Gather every line in both blocks of items below that contains the word "Target", treating capitalization as significant.

— begin TASK INPUT —

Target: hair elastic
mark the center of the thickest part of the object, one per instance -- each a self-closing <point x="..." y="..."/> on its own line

— end TASK INPUT —
— begin TASK INPUT —

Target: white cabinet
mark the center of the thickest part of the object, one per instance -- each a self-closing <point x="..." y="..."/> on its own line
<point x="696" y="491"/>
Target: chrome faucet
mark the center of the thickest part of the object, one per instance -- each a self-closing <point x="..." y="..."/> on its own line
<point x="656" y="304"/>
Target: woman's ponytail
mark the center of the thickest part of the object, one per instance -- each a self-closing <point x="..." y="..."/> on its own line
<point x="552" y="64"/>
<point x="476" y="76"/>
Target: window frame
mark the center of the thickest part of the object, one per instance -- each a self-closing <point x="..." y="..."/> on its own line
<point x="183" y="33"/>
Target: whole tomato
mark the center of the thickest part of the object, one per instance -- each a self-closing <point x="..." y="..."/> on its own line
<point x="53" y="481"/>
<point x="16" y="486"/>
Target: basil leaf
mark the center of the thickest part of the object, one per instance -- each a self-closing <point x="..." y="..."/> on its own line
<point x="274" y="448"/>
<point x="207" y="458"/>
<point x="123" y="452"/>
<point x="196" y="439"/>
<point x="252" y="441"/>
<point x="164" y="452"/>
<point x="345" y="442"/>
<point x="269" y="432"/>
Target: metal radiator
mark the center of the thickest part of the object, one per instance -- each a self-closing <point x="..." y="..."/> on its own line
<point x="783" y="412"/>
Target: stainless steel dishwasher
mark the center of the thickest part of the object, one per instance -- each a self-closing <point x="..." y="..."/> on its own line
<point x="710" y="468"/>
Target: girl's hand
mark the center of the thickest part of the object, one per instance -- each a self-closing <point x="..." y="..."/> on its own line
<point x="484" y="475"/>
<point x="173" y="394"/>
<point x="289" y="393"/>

— end TASK INPUT —

_RESPONSE TO THE TASK_
Target: hair elastic
Target: white cabinet
Target: chrome faucet
Target: woman's ponytail
Target: window frame
Target: whole tomato
Target: basil leaf
Target: metal radiator
Target: stainless steel dishwasher
Target: girl's hand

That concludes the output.